**TEXTE SOURCE:**
---
Lettre aux DJ's

Bernard CUTAYAR Par Le 06/11/2014 0

Merci Mesdames et Messieurs les DJ'S !

Merci d'animer les milongas dans lesquelles nous pouvons exercer notre passion. Merci de nous abreuver de la musique qui nous fait vibrer. Cependant je voudrais exprimer, en plus de mes remerciements, le point de vue d'un danseur sur la musicalisation des milongas.

Un ordinateur portable bourré de musique ne suffit pas à faire un DJ. Il faut également connaître et appliquer quelques règles pour réussir la musicalisation qui va donner du plaisir aux danseurs et aussi aux spectateurs.

J'ai observé, tout au long de l'été une baisse de la qualité des musicalisations des bals de notre region, avec pour conséquence, une dégradation de la qualité des bals. Ce n'est pas tant les performances des matériels de sonorisation utilisés, mais plutôt les programmations qui peuvent être améliorées. Je vais focaliser mon propos sur quatre recommandations précises qui n'engagent que moi mais qui, j'en suis persuadé, feront également l'adhésion de beaucoup d'autres danseurs et danseuses. 

  1. Programmer de la musique qui soit réellement du Tango
  2. Respect de la structure des Tandas
  3. Soigner les Cortinas
  4. Ne pas bâcler la fin du bal

Une prise de conscience de ces quatre points précis permettra de perfectionner vos programmations. Voici mon point de vue sur ces quatre points:

  1. Des Tangos qui soient réellement des Tangos

C'est une mode actuellement, de vouloir revisiter le Tango et de coller à toutes sortes de concepts, de musiques ou bien d'autres choses encore, le mot "Tango". Ainsi, des groupes, à l'instar de GOTAN Project s'y sont essayés avec plus ou moins de bonheur. Avec son premier album "La Revancha del Tango", GOTAN Project a obtenu un peu de succès, aidé il est vrai, par la publicité et le cinéma, mais depuis, les trois albums suivants se sont éloignés de la réussite. Les ULTRATANGOS, NARCOTANGO, TANGOTHIC, HYBRID TANGO, ALTER TANGO, les Tangos lounge, chill, etc..., substituant le synthétiseur et les percussions à la Tipica,  vont-ils laisser des oeuvres aussi durables que "El Choclo", "La Cumparsita", "La Yumba", "Oblivion", etc...?

Comme si cela ne suffisait pas, quelques DJ's se tournent maintenant vers des musiques étranges qu'ils  tentent d'habiller en tango en y associant le terme "ALTERNATIF" (un nouveau courant sans doute!) Des musiques plus adaptées au ballet contemporain et qui génèrent un ersazt de tango gesticulatoire. Sans pour autant rester prisonnier du "Dos por Quatro", prenons garde de ne pas nous aventurer trop loin dans des voies qui nous font perdre le Tango et réservons ces diverses variations expérimentales aux laboratoires de danses. Dans les bals de Tango, dans les Milongas, on danse le Tango. A fortiori quand on le danse dans la rue; nous sommes les ambassadeurs d'un art qui, rappelons-le, est inscrit au Patrimoine Immatériel Culturel de l'Humanité. Ne le trahissons pas !
---
**RELEVÉ:**
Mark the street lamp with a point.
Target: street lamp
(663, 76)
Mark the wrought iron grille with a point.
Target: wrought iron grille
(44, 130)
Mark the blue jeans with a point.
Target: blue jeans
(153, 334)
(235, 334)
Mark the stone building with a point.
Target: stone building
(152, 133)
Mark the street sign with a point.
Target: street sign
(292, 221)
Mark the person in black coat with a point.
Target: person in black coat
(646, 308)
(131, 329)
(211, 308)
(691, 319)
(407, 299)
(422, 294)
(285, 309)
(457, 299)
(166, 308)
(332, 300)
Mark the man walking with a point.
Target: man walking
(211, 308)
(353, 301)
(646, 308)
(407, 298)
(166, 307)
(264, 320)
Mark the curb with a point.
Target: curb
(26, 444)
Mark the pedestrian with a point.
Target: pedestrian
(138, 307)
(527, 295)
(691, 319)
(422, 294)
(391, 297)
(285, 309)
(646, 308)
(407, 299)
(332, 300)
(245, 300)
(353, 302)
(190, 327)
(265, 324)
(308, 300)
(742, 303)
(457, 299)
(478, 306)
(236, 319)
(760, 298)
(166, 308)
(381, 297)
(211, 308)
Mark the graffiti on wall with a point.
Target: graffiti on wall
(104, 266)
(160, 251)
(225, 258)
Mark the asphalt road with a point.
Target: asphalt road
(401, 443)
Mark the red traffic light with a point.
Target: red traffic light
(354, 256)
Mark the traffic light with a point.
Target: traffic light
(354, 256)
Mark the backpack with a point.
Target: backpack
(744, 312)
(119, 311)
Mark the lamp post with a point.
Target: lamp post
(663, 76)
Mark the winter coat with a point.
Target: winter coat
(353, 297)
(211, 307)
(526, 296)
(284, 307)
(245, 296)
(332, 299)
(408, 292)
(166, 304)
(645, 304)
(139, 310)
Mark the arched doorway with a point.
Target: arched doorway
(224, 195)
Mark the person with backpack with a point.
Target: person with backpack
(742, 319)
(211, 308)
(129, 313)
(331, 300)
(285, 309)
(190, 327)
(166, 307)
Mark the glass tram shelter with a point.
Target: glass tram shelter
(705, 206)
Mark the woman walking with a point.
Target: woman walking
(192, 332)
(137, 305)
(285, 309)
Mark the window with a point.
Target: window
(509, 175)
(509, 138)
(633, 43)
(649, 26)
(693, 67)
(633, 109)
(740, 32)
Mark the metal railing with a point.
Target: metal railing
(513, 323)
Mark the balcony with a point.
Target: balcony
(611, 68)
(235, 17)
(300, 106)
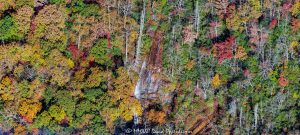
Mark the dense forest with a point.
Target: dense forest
(149, 67)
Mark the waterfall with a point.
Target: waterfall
(138, 86)
(241, 116)
(255, 115)
(135, 119)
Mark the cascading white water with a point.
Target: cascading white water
(255, 115)
(135, 118)
(138, 87)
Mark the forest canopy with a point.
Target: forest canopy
(106, 66)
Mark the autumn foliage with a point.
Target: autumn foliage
(225, 49)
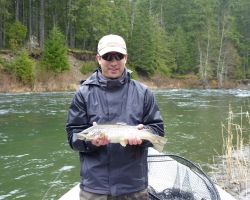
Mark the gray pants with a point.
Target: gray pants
(141, 195)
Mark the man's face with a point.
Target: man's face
(114, 66)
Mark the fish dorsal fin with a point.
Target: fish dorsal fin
(114, 123)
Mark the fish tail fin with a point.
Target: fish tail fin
(159, 142)
(80, 136)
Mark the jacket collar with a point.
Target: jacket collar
(98, 79)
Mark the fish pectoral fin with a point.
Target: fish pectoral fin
(123, 143)
(101, 135)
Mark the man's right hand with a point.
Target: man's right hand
(97, 141)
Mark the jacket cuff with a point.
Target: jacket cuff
(90, 147)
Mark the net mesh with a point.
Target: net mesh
(174, 177)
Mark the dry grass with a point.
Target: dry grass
(232, 170)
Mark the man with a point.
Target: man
(109, 170)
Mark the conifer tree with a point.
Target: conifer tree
(55, 58)
(141, 46)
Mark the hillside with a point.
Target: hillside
(69, 81)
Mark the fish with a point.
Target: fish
(117, 133)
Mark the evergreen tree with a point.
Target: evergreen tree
(141, 46)
(23, 67)
(55, 52)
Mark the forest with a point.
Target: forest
(209, 39)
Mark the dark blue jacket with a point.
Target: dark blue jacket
(113, 169)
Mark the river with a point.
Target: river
(36, 161)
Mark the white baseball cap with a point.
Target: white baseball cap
(110, 43)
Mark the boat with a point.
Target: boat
(185, 179)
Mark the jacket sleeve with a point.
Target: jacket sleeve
(151, 116)
(78, 121)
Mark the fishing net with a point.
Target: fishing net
(174, 177)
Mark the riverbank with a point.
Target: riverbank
(69, 81)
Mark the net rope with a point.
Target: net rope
(174, 177)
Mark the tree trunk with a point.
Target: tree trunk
(1, 26)
(17, 10)
(42, 24)
(30, 19)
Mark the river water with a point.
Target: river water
(37, 163)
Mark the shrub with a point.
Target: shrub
(55, 58)
(16, 34)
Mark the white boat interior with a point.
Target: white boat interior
(167, 176)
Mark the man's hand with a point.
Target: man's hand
(99, 141)
(135, 140)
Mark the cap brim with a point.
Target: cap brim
(112, 49)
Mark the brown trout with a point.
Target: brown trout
(117, 133)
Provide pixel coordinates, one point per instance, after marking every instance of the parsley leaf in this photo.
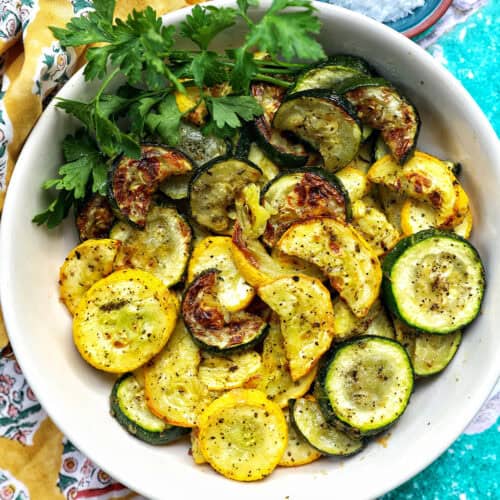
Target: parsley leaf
(166, 122)
(287, 34)
(95, 115)
(138, 45)
(85, 169)
(207, 70)
(93, 27)
(57, 210)
(204, 23)
(229, 110)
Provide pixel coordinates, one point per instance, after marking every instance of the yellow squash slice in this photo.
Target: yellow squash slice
(342, 254)
(243, 435)
(373, 225)
(419, 215)
(298, 450)
(305, 310)
(86, 264)
(424, 178)
(214, 252)
(220, 373)
(274, 378)
(258, 267)
(171, 383)
(124, 320)
(355, 182)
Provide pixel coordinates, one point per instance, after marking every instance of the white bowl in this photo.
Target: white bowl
(76, 396)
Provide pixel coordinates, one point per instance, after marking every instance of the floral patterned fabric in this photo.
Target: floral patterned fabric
(36, 460)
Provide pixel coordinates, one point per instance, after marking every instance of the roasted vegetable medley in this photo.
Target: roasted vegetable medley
(277, 295)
---
Reproduisez fidèlement le passage de la lettre aux DJ qui va de « Lettre aux DJ's » jusqu'à « musicalisation des milongas. » inclus. Ces enregistrements n'ont aucun rapport avec la lettre aux DJ.

**CORRIGÉ:**
Lettre aux DJ's

Bernard CUTAYAR Par Le 06/11/2014 0

Merci Mesdames et Messieurs les DJ'S !

Merci d'animer les milongas dans lesquelles nous pouvons exercer notre passion. Merci de nous abreuver de la musique qui nous fait vibrer. Cependant je voudrais exprimer, en plus de mes remerciements, le point de vue d'un danseur sur la musicalisation des milongas.